Provided data
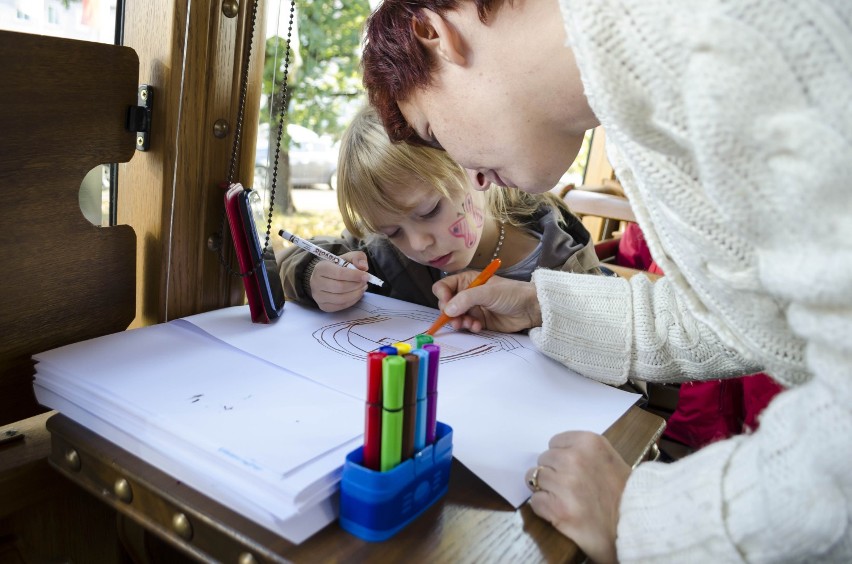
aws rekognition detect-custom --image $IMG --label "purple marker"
[423,344,441,445]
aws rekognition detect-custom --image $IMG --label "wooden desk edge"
[41,406,665,562]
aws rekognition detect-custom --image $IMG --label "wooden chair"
[560,185,680,424]
[560,181,659,280]
[0,31,139,562]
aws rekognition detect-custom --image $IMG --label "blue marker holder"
[340,421,453,542]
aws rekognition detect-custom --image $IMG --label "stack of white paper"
[35,294,637,543]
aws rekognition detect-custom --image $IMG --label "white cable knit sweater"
[531,0,852,562]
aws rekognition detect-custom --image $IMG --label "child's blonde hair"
[337,106,568,238]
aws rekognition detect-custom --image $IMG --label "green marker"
[379,356,405,472]
[414,333,435,349]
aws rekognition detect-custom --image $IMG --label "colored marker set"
[340,335,453,541]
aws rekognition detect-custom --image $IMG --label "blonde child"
[279,107,600,312]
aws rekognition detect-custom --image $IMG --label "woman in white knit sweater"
[364,0,852,562]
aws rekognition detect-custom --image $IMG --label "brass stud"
[112,478,133,503]
[213,119,230,139]
[172,513,192,540]
[65,448,82,472]
[207,233,222,251]
[222,0,240,18]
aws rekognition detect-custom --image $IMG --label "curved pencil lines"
[312,308,524,363]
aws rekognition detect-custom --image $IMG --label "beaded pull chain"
[491,221,506,260]
[219,0,296,278]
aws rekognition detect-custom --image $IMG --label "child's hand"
[310,251,368,312]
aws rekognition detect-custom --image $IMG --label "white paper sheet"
[183,294,639,507]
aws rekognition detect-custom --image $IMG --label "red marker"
[364,352,387,470]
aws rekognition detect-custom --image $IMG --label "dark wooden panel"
[0,31,139,424]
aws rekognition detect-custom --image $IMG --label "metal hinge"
[125,84,154,151]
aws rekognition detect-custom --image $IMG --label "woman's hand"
[310,251,368,312]
[526,431,630,563]
[432,271,541,333]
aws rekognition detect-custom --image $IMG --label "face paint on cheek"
[450,194,485,249]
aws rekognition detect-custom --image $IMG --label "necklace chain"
[491,221,506,260]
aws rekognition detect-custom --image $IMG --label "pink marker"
[423,343,441,445]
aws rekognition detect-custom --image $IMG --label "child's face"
[376,176,486,272]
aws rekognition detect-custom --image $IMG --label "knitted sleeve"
[530,270,760,385]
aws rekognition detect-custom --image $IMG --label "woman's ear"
[411,9,466,66]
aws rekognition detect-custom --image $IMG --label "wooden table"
[41,407,665,564]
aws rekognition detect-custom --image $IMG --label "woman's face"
[375,179,486,272]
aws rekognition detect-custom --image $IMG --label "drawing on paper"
[312,301,524,364]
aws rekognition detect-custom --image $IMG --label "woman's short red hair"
[361,0,500,145]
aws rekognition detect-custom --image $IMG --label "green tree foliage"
[261,0,370,141]
[290,0,370,139]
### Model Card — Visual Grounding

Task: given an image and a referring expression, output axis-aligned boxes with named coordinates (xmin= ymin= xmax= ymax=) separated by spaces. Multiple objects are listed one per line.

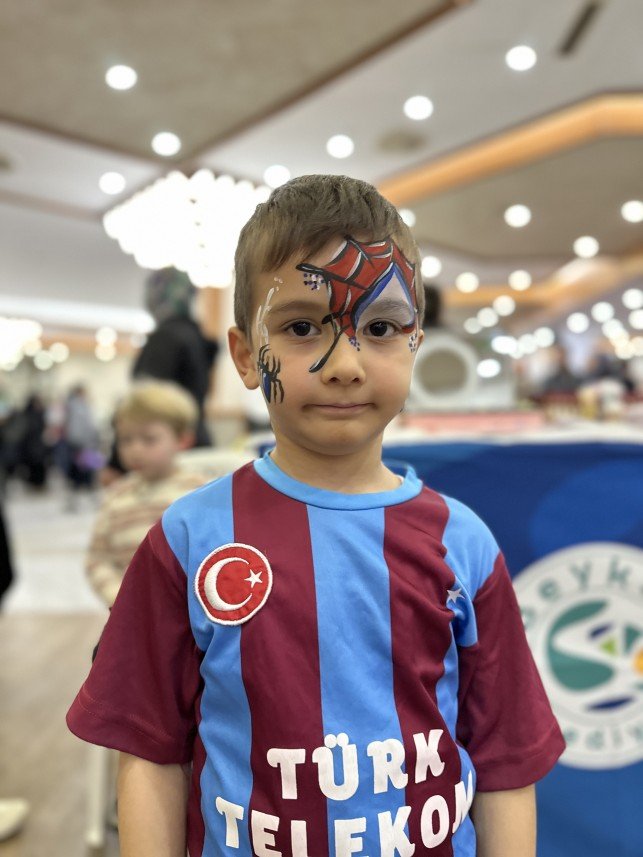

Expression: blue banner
xmin=385 ymin=442 xmax=643 ymax=857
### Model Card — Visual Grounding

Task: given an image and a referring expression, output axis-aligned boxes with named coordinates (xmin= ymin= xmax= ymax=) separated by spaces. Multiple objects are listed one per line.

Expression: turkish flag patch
xmin=194 ymin=543 xmax=272 ymax=625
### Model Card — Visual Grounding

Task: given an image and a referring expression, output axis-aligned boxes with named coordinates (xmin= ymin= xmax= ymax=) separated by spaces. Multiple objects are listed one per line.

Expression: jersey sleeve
xmin=67 ymin=523 xmax=201 ymax=764
xmin=457 ymin=554 xmax=565 ymax=791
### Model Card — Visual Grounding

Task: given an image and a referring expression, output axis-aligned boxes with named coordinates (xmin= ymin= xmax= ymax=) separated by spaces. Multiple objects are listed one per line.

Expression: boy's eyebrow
xmin=270 ymin=300 xmax=328 ymax=316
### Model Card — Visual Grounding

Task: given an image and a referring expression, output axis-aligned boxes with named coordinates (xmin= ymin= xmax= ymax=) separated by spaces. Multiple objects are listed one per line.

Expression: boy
xmin=86 ymin=381 xmax=205 ymax=608
xmin=69 ymin=176 xmax=563 ymax=857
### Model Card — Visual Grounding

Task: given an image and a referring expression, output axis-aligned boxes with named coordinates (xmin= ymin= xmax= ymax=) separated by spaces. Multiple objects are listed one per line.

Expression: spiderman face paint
xmin=297 ymin=238 xmax=418 ymax=372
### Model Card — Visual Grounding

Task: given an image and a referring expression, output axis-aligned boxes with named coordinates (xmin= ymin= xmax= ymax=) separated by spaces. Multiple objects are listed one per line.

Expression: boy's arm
xmin=471 ymin=786 xmax=536 ymax=857
xmin=118 ymin=753 xmax=188 ymax=857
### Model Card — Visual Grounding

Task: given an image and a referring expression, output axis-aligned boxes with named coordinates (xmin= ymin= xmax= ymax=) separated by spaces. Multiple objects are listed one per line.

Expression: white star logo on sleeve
xmin=447 ymin=589 xmax=464 ymax=604
xmin=244 ymin=569 xmax=261 ymax=589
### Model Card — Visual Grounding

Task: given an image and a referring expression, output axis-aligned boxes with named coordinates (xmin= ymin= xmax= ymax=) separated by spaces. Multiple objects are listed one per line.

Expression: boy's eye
xmin=366 ymin=321 xmax=397 ymax=338
xmin=288 ymin=321 xmax=315 ymax=338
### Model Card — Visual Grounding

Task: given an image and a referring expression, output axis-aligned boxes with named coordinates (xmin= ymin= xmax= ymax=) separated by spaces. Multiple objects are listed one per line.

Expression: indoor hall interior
xmin=0 ymin=0 xmax=643 ymax=857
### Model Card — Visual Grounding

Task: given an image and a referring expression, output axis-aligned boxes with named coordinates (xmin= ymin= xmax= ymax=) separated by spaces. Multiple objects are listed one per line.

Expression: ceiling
xmin=0 ymin=0 xmax=643 ymax=348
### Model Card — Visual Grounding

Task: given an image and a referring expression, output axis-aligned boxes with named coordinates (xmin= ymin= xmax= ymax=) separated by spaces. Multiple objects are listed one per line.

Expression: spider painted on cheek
xmin=257 ymin=345 xmax=284 ymax=402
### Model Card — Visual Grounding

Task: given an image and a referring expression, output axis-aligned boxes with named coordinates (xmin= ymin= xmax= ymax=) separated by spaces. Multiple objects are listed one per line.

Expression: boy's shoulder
xmin=425 ymin=489 xmax=500 ymax=597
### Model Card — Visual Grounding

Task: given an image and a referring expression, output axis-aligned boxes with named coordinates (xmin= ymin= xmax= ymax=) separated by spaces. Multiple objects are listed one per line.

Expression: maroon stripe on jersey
xmin=384 ymin=488 xmax=461 ymax=857
xmin=187 ymin=697 xmax=206 ymax=857
xmin=232 ymin=466 xmax=328 ymax=857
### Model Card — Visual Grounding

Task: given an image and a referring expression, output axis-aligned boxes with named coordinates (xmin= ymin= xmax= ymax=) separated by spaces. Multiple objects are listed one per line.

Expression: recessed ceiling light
xmin=493 ymin=295 xmax=516 ymax=316
xmin=602 ymin=318 xmax=627 ymax=339
xmin=404 ymin=95 xmax=433 ymax=122
xmin=152 ymin=131 xmax=181 ymax=158
xmin=505 ymin=45 xmax=538 ymax=71
xmin=621 ymin=289 xmax=643 ymax=309
xmin=400 ymin=208 xmax=417 ymax=224
xmin=105 ymin=65 xmax=138 ymax=89
xmin=98 ymin=173 xmax=125 ymax=196
xmin=574 ymin=235 xmax=600 ymax=259
xmin=567 ymin=312 xmax=589 ymax=333
xmin=591 ymin=301 xmax=614 ymax=324
xmin=621 ymin=199 xmax=643 ymax=223
xmin=49 ymin=342 xmax=69 ymax=363
xmin=263 ymin=164 xmax=290 ymax=188
xmin=455 ymin=271 xmax=480 ymax=294
xmin=505 ymin=205 xmax=531 ymax=229
xmin=627 ymin=309 xmax=643 ymax=330
xmin=534 ymin=327 xmax=556 ymax=348
xmin=422 ymin=256 xmax=442 ymax=280
xmin=478 ymin=307 xmax=498 ymax=327
xmin=509 ymin=271 xmax=531 ymax=292
xmin=464 ymin=318 xmax=482 ymax=336
xmin=326 ymin=134 xmax=355 ymax=158
xmin=478 ymin=357 xmax=502 ymax=378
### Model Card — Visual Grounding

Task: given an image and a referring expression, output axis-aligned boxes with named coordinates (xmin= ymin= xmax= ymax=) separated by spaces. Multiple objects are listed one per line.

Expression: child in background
xmin=86 ymin=381 xmax=205 ymax=608
xmin=67 ymin=176 xmax=564 ymax=857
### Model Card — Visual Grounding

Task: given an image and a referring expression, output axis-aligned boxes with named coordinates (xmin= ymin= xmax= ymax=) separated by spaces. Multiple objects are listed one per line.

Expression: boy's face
xmin=116 ymin=418 xmax=189 ymax=481
xmin=230 ymin=234 xmax=422 ymax=462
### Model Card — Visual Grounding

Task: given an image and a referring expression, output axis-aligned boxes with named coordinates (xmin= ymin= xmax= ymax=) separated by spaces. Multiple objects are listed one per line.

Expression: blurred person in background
xmin=0 ymin=498 xmax=29 ymax=842
xmin=101 ymin=268 xmax=219 ymax=485
xmin=59 ymin=384 xmax=102 ymax=511
xmin=86 ymin=381 xmax=206 ymax=608
xmin=16 ymin=394 xmax=49 ymax=489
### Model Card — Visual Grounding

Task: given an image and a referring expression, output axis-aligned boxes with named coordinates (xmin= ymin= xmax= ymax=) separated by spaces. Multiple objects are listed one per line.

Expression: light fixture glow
xmin=591 ymin=301 xmax=614 ymax=324
xmin=98 ymin=172 xmax=125 ymax=196
xmin=422 ymin=256 xmax=442 ymax=280
xmin=493 ymin=295 xmax=516 ymax=316
xmin=504 ymin=203 xmax=531 ymax=229
xmin=152 ymin=131 xmax=181 ymax=158
xmin=477 ymin=307 xmax=498 ymax=327
xmin=621 ymin=289 xmax=643 ymax=309
xmin=491 ymin=335 xmax=516 ymax=354
xmin=463 ymin=318 xmax=482 ymax=336
xmin=105 ymin=65 xmax=138 ymax=90
xmin=400 ymin=208 xmax=417 ymax=229
xmin=94 ymin=344 xmax=116 ymax=363
xmin=509 ymin=271 xmax=531 ymax=292
xmin=263 ymin=164 xmax=290 ymax=188
xmin=404 ymin=95 xmax=433 ymax=122
xmin=534 ymin=327 xmax=556 ymax=348
xmin=455 ymin=271 xmax=480 ymax=295
xmin=621 ymin=199 xmax=643 ymax=223
xmin=567 ymin=312 xmax=589 ymax=333
xmin=505 ymin=45 xmax=538 ymax=71
xmin=326 ymin=134 xmax=355 ymax=158
xmin=574 ymin=235 xmax=600 ymax=259
xmin=478 ymin=357 xmax=502 ymax=378
xmin=627 ymin=309 xmax=643 ymax=330
xmin=33 ymin=351 xmax=54 ymax=372
xmin=49 ymin=342 xmax=69 ymax=363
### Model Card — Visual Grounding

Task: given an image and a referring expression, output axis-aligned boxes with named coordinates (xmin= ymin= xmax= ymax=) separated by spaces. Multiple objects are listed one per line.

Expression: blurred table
xmin=385 ymin=432 xmax=643 ymax=857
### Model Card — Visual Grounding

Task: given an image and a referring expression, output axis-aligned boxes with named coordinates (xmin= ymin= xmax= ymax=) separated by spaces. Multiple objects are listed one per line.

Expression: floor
xmin=0 ymin=482 xmax=119 ymax=857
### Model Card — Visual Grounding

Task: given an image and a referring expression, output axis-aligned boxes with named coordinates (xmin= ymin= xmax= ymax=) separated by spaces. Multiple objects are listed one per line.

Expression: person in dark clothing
xmin=133 ymin=268 xmax=219 ymax=446
xmin=101 ymin=268 xmax=219 ymax=485
xmin=17 ymin=395 xmax=48 ymax=488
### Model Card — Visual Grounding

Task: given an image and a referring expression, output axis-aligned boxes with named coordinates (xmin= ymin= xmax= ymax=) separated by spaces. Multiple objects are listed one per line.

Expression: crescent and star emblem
xmin=194 ymin=543 xmax=272 ymax=625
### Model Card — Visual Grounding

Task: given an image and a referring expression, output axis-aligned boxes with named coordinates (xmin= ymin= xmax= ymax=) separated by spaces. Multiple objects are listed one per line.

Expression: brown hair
xmin=234 ymin=175 xmax=424 ymax=335
xmin=114 ymin=381 xmax=199 ymax=437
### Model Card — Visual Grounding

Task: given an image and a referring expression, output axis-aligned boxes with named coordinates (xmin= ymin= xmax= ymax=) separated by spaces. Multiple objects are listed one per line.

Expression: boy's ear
xmin=228 ymin=327 xmax=259 ymax=390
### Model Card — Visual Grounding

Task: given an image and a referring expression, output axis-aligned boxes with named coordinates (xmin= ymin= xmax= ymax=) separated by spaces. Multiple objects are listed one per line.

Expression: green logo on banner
xmin=514 ymin=542 xmax=643 ymax=768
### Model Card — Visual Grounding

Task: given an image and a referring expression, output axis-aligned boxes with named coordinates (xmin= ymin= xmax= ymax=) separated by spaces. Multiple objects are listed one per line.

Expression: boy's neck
xmin=270 ymin=439 xmax=400 ymax=494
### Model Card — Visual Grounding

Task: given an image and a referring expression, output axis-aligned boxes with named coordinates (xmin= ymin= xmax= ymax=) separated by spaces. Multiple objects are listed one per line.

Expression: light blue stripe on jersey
xmin=163 ymin=476 xmax=252 ymax=857
xmin=436 ymin=496 xmax=498 ymax=857
xmin=308 ymin=506 xmax=405 ymax=855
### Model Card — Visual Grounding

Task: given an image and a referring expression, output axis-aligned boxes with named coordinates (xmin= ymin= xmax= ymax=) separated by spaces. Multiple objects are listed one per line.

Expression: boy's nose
xmin=321 ymin=333 xmax=366 ymax=384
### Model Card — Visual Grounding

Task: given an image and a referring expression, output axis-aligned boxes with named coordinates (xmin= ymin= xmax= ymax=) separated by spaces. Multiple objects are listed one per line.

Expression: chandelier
xmin=103 ymin=169 xmax=270 ymax=288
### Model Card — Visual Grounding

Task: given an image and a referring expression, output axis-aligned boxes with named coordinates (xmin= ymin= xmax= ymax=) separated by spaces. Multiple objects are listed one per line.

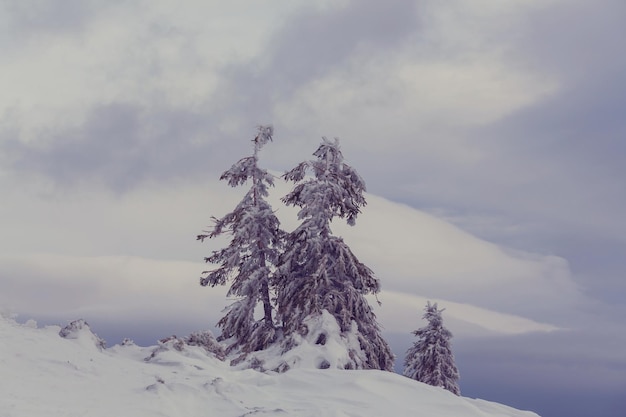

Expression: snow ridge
xmin=0 ymin=317 xmax=537 ymax=417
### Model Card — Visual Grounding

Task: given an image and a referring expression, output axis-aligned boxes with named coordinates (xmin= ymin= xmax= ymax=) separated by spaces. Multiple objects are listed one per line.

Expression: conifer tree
xmin=197 ymin=126 xmax=282 ymax=354
xmin=277 ymin=138 xmax=394 ymax=370
xmin=404 ymin=301 xmax=461 ymax=395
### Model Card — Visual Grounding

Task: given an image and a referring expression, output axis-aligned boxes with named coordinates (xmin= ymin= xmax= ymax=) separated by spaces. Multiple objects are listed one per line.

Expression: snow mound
xmin=236 ymin=310 xmax=365 ymax=372
xmin=0 ymin=318 xmax=537 ymax=417
xmin=59 ymin=319 xmax=106 ymax=349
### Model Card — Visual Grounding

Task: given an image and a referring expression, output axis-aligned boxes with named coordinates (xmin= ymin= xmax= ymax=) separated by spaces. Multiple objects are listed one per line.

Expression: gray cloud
xmin=2 ymin=103 xmax=246 ymax=191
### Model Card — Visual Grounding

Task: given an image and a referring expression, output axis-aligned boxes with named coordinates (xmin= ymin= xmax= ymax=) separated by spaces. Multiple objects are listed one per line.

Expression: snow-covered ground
xmin=0 ymin=317 xmax=537 ymax=417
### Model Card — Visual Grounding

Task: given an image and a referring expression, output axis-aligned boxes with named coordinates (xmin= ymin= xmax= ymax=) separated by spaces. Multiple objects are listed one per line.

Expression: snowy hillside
xmin=0 ymin=317 xmax=537 ymax=417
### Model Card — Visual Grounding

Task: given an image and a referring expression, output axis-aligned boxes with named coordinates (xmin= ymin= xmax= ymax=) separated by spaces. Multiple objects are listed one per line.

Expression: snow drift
xmin=0 ymin=317 xmax=537 ymax=417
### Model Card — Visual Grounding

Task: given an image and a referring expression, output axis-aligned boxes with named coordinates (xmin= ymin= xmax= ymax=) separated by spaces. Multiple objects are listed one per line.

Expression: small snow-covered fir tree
xmin=404 ymin=301 xmax=461 ymax=395
xmin=277 ymin=138 xmax=394 ymax=370
xmin=198 ymin=126 xmax=282 ymax=354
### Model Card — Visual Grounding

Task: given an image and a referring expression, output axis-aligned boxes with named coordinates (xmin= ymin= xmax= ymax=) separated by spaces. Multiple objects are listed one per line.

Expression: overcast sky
xmin=0 ymin=0 xmax=626 ymax=417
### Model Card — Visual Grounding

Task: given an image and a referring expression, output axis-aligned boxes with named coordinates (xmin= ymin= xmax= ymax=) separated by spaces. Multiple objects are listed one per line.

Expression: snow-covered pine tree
xmin=277 ymin=138 xmax=394 ymax=371
xmin=197 ymin=126 xmax=283 ymax=354
xmin=404 ymin=301 xmax=461 ymax=395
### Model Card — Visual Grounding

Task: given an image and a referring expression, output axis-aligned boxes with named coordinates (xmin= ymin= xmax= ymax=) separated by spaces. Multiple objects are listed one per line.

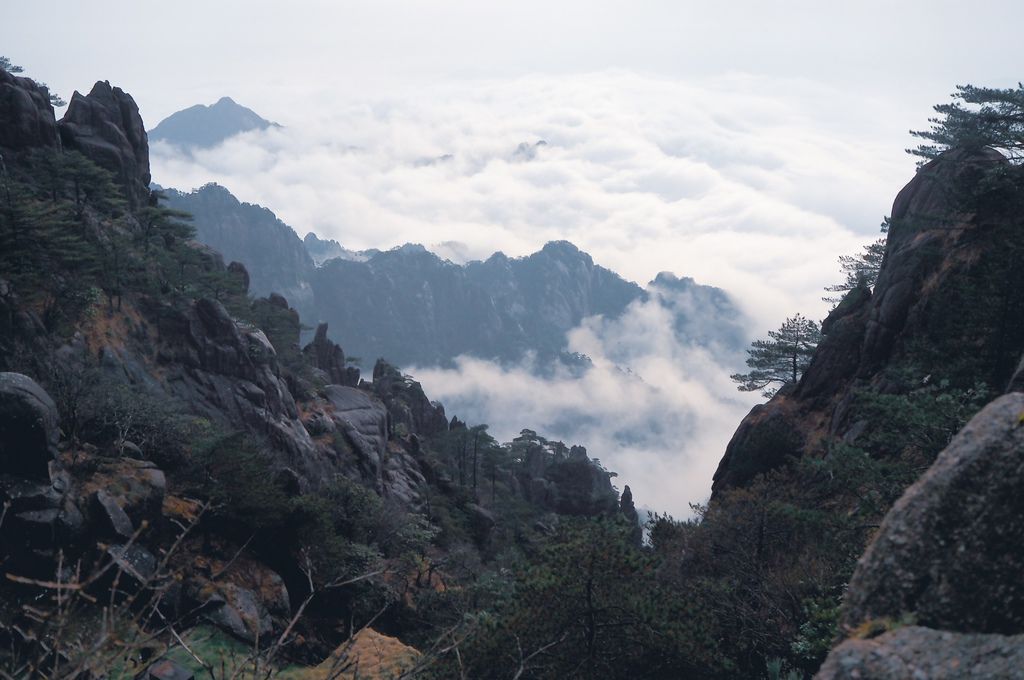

Set problem
Starting with the first of the records and going on through the line with "[337,106,568,238]", write those lines again with every "wooden" changed to "oak" and everything else kept the same. Leave the pictures out of the answer.

Expected output
aws rekognition detect-custom --image $IMG --label "purple marker"
[423,344,441,445]
aws rekognition detect-custom --image $IMG --label "oak desk edge"
[41,406,665,562]
aws rekognition detect-custom --image $IMG --label "oak chair"
[560,185,680,424]
[560,181,659,280]
[0,31,139,562]
aws rekognition detect-custom --image $IMG --label "blue marker holder"
[340,421,453,542]
aws rekognition detect-custom --image $IMG --label "stack of white paper"
[35,294,637,543]
aws rekognition detect-custom --image $IMG --label "white cable knit sweater"
[531,0,852,562]
aws rekognition detect-custom --image $IMG --label "child's blonde hair"
[337,106,568,238]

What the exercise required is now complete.